**Directions for this task**
Copy out every line below that contains the word "building", leaving each one unchanged.

Start Records supplied

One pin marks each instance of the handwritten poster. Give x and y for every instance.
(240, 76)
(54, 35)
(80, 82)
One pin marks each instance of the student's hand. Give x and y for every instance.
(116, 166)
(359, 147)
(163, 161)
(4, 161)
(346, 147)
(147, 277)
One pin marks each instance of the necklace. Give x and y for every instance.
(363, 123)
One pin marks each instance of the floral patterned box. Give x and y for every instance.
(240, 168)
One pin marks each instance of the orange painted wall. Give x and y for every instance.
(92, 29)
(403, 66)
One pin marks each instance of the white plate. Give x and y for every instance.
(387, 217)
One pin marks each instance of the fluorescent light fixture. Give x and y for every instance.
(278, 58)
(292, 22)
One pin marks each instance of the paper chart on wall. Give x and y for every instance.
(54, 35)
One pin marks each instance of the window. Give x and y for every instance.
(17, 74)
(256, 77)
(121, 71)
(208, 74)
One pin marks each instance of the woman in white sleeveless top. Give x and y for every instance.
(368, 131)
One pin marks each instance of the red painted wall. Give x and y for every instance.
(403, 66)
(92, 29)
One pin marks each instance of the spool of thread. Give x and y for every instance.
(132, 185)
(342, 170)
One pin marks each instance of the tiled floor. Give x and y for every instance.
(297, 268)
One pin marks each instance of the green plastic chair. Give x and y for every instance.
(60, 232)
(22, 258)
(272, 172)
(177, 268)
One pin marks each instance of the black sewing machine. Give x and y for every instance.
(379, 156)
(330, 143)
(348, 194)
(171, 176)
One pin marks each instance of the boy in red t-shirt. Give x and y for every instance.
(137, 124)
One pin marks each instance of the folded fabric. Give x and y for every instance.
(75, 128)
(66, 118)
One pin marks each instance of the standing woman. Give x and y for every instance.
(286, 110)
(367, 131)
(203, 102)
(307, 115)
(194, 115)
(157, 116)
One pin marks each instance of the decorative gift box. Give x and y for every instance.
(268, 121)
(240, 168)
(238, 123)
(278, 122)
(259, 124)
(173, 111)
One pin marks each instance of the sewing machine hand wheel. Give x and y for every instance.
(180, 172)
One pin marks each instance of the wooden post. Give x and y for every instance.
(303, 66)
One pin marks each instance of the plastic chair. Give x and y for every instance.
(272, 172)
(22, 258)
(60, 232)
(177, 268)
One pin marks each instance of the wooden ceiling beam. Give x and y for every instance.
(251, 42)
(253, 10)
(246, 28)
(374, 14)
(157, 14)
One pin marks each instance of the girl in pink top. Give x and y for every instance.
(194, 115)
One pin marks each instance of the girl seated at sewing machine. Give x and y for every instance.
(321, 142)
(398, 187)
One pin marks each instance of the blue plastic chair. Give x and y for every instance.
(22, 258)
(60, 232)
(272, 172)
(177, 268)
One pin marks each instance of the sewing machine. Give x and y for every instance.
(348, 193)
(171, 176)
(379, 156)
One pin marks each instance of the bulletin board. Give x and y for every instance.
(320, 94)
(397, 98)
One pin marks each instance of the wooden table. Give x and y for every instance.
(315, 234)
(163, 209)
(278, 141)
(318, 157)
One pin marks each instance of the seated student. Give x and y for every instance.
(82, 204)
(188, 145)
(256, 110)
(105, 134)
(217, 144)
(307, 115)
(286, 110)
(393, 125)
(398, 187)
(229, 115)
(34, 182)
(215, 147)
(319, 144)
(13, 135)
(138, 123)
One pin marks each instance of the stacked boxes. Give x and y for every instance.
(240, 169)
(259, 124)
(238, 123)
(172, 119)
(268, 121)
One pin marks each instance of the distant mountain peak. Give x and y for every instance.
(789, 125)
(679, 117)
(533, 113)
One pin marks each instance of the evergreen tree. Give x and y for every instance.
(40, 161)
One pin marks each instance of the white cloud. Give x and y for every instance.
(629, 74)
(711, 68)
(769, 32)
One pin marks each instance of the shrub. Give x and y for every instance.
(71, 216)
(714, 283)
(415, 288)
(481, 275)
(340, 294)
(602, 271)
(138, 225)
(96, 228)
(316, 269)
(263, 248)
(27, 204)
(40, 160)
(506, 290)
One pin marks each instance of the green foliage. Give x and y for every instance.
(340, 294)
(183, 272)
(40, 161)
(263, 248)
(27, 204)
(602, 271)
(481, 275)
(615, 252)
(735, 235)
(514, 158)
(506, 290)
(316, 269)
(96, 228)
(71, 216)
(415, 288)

End Records supplied
Start Records supplied

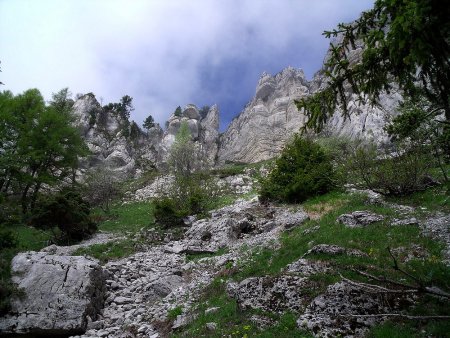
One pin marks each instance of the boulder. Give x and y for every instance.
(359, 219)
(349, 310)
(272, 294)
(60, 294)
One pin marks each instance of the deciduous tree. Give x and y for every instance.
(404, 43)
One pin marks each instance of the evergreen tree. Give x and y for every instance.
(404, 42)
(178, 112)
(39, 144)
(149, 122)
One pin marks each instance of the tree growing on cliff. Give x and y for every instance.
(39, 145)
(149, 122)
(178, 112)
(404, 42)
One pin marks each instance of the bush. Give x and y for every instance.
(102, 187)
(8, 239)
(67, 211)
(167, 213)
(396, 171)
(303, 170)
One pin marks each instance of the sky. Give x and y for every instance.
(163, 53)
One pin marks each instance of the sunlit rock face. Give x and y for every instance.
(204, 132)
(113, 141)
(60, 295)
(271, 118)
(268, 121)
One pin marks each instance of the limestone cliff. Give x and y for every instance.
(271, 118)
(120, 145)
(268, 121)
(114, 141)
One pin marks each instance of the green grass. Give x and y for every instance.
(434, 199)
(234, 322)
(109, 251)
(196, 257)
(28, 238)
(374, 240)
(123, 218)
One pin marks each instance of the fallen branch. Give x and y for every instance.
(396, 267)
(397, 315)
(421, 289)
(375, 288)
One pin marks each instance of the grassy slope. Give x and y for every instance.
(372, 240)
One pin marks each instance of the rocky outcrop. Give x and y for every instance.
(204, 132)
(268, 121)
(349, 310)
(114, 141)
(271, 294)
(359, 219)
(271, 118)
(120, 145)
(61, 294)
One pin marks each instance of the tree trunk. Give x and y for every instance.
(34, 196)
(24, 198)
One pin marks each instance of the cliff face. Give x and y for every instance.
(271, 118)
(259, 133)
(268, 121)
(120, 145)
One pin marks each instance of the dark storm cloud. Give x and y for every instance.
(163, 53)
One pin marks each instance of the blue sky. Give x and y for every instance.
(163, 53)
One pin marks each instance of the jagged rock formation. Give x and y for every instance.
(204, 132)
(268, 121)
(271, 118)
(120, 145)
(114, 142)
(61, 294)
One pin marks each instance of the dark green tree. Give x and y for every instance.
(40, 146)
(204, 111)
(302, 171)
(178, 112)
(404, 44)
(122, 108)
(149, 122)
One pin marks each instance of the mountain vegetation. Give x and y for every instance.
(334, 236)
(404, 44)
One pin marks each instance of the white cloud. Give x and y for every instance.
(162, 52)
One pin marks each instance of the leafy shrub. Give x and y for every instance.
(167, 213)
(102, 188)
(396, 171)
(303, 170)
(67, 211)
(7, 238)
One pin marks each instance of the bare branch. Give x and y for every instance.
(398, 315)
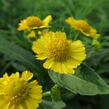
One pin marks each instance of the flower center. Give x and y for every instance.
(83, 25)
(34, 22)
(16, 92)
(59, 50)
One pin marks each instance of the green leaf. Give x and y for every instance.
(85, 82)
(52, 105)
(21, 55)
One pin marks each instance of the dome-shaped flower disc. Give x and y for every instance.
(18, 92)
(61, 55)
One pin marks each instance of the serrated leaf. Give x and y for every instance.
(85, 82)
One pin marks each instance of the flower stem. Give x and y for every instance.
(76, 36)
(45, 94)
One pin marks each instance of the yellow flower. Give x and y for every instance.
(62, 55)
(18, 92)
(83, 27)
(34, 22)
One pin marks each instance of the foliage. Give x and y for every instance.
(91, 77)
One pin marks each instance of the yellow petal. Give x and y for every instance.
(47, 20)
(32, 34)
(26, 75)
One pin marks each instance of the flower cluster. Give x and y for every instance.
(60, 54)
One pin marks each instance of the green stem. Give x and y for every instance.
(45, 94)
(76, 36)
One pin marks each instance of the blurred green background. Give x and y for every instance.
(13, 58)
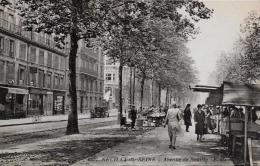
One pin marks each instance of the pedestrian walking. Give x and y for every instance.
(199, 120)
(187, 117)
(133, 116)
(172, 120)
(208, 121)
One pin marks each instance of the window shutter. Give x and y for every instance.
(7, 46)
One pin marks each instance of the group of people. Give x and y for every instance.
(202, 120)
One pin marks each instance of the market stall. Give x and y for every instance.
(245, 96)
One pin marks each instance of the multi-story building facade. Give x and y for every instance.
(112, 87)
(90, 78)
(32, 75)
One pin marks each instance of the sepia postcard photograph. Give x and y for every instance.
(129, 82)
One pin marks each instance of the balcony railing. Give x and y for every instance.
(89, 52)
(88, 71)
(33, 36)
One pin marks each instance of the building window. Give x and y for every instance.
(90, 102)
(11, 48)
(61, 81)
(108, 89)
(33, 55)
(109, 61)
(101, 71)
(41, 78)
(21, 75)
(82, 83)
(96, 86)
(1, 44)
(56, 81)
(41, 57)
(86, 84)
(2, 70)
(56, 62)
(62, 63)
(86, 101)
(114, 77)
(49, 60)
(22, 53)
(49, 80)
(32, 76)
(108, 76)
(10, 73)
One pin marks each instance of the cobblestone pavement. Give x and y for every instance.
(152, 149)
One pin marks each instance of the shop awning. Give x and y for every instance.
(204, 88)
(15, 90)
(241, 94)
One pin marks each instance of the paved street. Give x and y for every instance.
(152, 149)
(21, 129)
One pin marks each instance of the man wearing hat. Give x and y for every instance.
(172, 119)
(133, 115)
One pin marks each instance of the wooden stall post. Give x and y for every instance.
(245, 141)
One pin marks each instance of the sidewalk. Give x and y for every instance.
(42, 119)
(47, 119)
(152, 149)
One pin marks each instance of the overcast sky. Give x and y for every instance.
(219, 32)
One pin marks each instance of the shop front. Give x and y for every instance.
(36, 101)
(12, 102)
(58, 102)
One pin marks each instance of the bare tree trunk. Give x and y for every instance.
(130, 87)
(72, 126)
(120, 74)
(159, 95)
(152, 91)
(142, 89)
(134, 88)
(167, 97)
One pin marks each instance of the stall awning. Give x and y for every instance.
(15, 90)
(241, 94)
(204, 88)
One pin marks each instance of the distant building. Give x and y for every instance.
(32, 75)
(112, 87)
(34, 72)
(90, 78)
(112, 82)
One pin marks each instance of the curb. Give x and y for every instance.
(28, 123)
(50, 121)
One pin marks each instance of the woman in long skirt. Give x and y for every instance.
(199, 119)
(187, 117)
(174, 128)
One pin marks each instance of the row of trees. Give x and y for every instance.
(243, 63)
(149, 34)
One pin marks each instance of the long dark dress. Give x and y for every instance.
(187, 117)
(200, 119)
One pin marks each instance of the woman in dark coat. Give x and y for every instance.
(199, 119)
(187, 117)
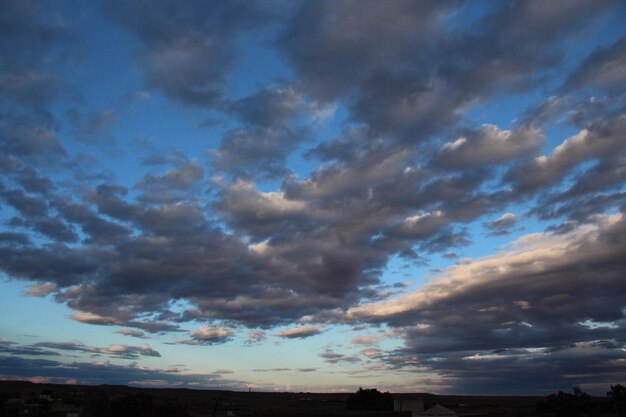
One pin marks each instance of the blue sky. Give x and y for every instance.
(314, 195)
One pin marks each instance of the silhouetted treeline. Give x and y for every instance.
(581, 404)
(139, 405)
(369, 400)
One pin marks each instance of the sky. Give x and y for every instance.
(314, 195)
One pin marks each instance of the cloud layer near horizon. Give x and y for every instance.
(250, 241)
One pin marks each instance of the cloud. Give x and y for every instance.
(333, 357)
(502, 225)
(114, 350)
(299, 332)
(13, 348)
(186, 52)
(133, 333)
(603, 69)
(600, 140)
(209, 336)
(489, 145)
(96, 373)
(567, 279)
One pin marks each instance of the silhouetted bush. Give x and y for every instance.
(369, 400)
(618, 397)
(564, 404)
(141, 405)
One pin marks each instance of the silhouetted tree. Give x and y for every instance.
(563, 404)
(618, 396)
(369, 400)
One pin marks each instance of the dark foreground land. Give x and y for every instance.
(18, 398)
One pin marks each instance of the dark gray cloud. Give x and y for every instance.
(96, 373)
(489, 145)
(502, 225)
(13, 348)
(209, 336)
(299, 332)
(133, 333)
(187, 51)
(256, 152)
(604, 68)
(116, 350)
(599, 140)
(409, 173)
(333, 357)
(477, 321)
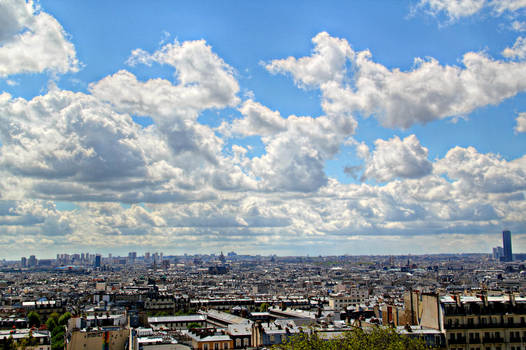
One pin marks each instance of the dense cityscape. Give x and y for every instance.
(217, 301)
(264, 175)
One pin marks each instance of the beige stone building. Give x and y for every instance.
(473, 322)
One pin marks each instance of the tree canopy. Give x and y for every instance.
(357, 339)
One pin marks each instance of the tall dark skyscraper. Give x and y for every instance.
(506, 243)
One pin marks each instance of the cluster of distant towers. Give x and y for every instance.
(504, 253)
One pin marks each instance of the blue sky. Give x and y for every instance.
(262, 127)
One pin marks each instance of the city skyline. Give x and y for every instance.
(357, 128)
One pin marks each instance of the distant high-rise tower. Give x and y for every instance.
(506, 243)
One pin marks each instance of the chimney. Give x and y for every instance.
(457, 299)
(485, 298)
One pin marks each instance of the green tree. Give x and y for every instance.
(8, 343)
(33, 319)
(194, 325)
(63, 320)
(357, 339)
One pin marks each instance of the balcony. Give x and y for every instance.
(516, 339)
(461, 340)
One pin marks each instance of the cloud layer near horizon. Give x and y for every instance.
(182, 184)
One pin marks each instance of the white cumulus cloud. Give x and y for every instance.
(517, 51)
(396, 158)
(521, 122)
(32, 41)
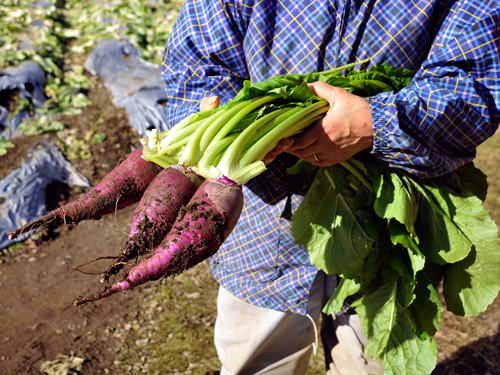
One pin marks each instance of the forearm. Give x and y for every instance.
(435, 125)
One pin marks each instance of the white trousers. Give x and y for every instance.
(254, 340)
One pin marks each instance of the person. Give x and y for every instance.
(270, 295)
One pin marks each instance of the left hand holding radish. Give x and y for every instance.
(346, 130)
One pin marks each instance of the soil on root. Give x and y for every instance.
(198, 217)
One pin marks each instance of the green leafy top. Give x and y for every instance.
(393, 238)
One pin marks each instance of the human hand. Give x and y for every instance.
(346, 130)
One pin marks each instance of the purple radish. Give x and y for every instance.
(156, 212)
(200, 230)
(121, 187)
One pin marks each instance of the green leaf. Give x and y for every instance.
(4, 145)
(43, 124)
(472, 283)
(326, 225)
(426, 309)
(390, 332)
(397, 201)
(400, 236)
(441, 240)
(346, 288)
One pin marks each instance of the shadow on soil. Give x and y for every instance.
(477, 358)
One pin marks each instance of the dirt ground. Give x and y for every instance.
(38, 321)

End Records supplied

**Answer**
One pin marks each instance of the multi-story building facade. Give x and y for every instance.
One pin marks each instance of the building window. Give x and y for every instance.
One pin marks each instance of the distant building. Give x and y for every instance.
One pin marks each instance of the beige stone building. Give x and y for every instance.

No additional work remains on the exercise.